[Task inputs]
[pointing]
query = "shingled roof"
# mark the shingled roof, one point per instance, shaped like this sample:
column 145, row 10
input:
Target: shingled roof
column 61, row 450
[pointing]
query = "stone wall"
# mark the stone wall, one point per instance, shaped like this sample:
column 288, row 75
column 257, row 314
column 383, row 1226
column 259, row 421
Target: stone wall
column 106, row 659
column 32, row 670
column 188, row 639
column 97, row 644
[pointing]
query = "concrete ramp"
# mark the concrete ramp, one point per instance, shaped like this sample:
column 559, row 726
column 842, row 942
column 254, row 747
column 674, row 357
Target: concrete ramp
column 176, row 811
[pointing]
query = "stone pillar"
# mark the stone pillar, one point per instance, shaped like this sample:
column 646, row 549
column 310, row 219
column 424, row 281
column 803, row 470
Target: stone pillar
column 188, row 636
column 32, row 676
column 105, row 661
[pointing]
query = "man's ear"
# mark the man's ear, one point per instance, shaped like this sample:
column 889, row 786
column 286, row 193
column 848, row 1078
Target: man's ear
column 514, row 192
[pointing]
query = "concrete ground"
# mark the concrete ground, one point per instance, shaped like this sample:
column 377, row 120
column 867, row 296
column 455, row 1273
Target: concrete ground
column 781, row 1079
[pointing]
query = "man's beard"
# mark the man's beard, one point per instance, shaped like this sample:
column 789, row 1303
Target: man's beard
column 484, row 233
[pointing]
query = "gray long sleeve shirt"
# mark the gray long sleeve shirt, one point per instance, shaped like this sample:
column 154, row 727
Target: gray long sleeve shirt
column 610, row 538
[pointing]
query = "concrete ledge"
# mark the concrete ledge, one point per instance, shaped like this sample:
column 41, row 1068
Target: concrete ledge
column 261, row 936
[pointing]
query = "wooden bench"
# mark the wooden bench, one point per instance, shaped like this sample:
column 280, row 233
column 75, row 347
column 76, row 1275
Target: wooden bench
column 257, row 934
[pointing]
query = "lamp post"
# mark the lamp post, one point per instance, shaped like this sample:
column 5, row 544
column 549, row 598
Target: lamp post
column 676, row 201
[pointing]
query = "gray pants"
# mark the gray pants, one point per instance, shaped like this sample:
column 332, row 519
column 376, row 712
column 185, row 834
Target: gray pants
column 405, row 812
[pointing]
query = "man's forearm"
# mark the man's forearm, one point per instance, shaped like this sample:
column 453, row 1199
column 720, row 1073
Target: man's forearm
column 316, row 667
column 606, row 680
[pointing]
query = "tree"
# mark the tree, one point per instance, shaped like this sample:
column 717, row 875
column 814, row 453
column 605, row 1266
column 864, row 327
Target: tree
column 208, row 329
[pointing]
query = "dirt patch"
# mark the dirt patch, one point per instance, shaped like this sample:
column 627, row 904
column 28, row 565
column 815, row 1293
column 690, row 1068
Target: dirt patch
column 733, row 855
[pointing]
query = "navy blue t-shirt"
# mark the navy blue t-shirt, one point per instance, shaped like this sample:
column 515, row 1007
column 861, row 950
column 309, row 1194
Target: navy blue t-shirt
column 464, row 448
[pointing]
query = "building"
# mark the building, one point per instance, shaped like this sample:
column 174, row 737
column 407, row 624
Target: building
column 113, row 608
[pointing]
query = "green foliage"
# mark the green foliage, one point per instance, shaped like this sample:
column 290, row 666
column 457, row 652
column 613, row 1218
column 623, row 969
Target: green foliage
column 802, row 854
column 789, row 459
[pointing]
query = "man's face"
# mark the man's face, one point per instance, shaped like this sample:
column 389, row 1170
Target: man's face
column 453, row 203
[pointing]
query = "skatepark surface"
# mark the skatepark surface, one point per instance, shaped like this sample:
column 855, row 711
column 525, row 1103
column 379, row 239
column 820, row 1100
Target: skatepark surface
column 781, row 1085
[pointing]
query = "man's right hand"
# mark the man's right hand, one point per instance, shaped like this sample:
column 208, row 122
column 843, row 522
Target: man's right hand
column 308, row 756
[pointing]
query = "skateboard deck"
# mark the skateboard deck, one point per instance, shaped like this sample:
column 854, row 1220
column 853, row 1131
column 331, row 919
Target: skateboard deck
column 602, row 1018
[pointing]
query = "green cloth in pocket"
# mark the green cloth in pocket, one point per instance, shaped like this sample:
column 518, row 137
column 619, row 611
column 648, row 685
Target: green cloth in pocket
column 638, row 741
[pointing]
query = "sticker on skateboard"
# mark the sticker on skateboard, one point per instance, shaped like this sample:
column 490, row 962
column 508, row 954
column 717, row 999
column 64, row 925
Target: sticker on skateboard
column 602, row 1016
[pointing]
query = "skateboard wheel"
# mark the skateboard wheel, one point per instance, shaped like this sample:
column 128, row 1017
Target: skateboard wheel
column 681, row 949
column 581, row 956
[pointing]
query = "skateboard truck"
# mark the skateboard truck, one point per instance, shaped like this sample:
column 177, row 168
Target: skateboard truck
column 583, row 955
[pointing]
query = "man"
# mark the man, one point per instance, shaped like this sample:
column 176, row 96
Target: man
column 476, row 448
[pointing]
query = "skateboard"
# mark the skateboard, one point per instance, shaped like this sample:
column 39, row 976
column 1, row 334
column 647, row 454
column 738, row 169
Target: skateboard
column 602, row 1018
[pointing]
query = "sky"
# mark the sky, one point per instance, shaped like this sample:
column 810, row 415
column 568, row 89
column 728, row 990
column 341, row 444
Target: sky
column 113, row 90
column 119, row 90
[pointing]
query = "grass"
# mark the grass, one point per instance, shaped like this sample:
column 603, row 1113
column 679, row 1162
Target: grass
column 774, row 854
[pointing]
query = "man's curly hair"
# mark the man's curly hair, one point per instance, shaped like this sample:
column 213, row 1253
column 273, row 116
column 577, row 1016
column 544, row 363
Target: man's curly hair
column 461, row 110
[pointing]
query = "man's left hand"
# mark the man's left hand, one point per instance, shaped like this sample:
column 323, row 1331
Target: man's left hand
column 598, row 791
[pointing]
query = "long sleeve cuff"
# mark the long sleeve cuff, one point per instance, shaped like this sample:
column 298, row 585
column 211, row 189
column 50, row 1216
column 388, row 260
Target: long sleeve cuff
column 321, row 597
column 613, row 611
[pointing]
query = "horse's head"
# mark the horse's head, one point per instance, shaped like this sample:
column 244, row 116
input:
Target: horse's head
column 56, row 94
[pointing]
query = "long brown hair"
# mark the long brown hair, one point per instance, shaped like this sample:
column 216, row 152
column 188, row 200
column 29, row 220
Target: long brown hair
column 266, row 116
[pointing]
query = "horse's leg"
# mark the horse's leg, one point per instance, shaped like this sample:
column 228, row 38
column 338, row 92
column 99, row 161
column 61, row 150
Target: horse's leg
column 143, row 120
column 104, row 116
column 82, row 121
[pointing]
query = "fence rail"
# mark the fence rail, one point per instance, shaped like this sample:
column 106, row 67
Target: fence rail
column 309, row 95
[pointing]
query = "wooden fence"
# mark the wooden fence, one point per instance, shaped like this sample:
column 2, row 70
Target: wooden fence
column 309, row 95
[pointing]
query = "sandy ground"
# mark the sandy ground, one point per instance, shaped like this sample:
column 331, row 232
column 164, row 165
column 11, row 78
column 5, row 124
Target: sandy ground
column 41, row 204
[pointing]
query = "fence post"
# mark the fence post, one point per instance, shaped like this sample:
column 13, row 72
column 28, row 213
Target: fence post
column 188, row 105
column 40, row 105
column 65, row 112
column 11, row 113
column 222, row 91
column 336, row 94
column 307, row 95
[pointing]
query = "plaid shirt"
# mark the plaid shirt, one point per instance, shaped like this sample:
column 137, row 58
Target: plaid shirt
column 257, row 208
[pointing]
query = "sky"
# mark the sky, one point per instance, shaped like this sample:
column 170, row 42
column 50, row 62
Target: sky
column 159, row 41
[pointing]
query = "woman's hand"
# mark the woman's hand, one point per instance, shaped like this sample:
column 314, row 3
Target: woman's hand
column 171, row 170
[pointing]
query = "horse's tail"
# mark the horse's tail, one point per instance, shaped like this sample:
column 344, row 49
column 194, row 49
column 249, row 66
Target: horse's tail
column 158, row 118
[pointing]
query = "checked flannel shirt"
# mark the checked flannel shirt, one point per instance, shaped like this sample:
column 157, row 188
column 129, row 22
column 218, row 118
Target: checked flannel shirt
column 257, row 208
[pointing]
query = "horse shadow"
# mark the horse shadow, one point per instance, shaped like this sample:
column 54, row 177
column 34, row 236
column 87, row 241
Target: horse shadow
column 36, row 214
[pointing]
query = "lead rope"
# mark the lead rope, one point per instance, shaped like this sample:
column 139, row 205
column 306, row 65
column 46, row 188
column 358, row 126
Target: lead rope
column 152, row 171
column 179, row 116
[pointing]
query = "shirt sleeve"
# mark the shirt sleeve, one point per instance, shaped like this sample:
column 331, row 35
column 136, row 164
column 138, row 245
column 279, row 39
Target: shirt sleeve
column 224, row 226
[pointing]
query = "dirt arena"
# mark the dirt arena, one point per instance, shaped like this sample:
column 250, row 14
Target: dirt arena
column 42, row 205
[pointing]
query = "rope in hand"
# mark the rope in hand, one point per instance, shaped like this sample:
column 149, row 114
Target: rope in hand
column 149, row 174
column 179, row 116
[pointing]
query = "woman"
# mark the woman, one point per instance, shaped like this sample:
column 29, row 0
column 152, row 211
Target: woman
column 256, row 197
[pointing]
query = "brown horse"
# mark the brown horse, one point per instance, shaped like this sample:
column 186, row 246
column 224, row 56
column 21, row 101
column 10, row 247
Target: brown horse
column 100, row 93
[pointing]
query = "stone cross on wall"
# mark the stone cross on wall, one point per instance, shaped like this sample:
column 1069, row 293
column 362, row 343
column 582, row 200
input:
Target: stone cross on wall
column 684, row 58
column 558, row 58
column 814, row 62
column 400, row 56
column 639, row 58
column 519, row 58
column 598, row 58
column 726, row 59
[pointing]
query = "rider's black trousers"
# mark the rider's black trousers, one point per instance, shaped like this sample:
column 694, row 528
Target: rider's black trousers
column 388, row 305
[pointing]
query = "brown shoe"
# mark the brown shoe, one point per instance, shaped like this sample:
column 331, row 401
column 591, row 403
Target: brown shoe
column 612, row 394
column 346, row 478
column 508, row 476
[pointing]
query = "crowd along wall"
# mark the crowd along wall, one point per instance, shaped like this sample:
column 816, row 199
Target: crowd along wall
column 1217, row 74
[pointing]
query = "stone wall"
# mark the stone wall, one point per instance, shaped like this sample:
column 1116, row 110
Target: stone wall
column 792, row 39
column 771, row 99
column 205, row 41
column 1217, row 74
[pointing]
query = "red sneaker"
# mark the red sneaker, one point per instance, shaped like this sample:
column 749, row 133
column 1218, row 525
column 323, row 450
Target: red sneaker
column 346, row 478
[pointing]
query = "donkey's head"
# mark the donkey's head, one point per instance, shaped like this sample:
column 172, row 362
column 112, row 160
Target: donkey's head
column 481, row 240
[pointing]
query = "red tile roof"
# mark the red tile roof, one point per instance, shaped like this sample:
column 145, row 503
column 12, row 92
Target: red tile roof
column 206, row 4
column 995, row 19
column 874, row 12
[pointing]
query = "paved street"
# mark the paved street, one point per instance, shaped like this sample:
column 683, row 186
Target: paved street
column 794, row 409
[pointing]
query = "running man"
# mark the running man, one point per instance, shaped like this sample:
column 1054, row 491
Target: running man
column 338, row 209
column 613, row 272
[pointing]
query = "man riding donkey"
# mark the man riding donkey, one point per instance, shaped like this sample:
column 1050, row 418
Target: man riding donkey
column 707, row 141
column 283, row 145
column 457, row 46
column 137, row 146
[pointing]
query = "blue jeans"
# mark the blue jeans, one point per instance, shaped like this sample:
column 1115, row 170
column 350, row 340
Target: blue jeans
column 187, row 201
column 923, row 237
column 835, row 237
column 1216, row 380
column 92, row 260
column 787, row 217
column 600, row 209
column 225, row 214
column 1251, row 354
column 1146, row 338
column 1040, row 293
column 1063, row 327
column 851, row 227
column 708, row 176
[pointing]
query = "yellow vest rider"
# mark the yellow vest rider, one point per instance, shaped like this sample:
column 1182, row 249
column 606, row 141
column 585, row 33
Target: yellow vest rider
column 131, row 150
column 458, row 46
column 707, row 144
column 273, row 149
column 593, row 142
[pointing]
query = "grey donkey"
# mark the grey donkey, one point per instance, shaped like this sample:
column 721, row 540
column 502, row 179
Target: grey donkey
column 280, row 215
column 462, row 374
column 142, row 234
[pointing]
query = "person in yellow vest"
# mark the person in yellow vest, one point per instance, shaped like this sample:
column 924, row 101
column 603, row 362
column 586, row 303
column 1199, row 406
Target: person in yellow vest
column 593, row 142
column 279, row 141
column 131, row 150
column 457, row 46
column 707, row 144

[Your task]
Please retype the top of the data exactly, down to and including the line that holds "column 549, row 598", and nothing further.

[Solution below]
[pointing]
query = "shingled roof"
# mark the shingled roof, one point per instance, shaped like this sample:
column 145, row 10
input:
Target: shingled roof
column 61, row 450
[pointing]
query = "stone wall"
# mark the stone wall, one point per instance, shaped like this sample:
column 288, row 75
column 257, row 314
column 383, row 1226
column 259, row 421
Target: stone wall
column 106, row 659
column 32, row 670
column 188, row 639
column 97, row 644
[pointing]
query = "concrete ramp"
# mark the concrete ramp, one point per instance, shaped like this sample:
column 559, row 726
column 842, row 942
column 254, row 747
column 674, row 357
Target: concrete ramp
column 176, row 811
[pointing]
query = "stone pillar"
# mark the stone pillar, one point per instance, shaped like this sample:
column 646, row 549
column 310, row 219
column 424, row 281
column 803, row 470
Target: stone pillar
column 188, row 636
column 32, row 676
column 105, row 661
[pointing]
query = "man's ear"
# mark the man's ear, one point per instance, shaped like this sample:
column 889, row 786
column 286, row 193
column 848, row 1078
Target: man's ear
column 514, row 192
[pointing]
query = "concrete ground"
# mark the concrete ground, one point per instance, shaped like this sample:
column 377, row 120
column 867, row 296
column 455, row 1273
Target: concrete ground
column 781, row 1079
[pointing]
query = "man's beard"
# mark the man's beard, one point per instance, shaped like this sample:
column 789, row 1303
Target: man's beard
column 484, row 233
[pointing]
query = "gray long sleeve shirt"
# mark the gray long sleeve shirt, one point per instance, shaped like this sample:
column 154, row 727
Target: gray long sleeve shirt
column 610, row 538
[pointing]
query = "concrete ledge"
# mark the concrete ledge, one point per instance, shaped like this sample:
column 41, row 1068
Target: concrete ledge
column 261, row 936
[pointing]
query = "wooden bench"
# mark the wooden bench, one point per instance, shaped like this sample:
column 280, row 233
column 75, row 347
column 76, row 1275
Target: wooden bench
column 257, row 934
[pointing]
query = "lamp post"
# mark the lamp post, one point per instance, shaped like this sample:
column 5, row 544
column 549, row 598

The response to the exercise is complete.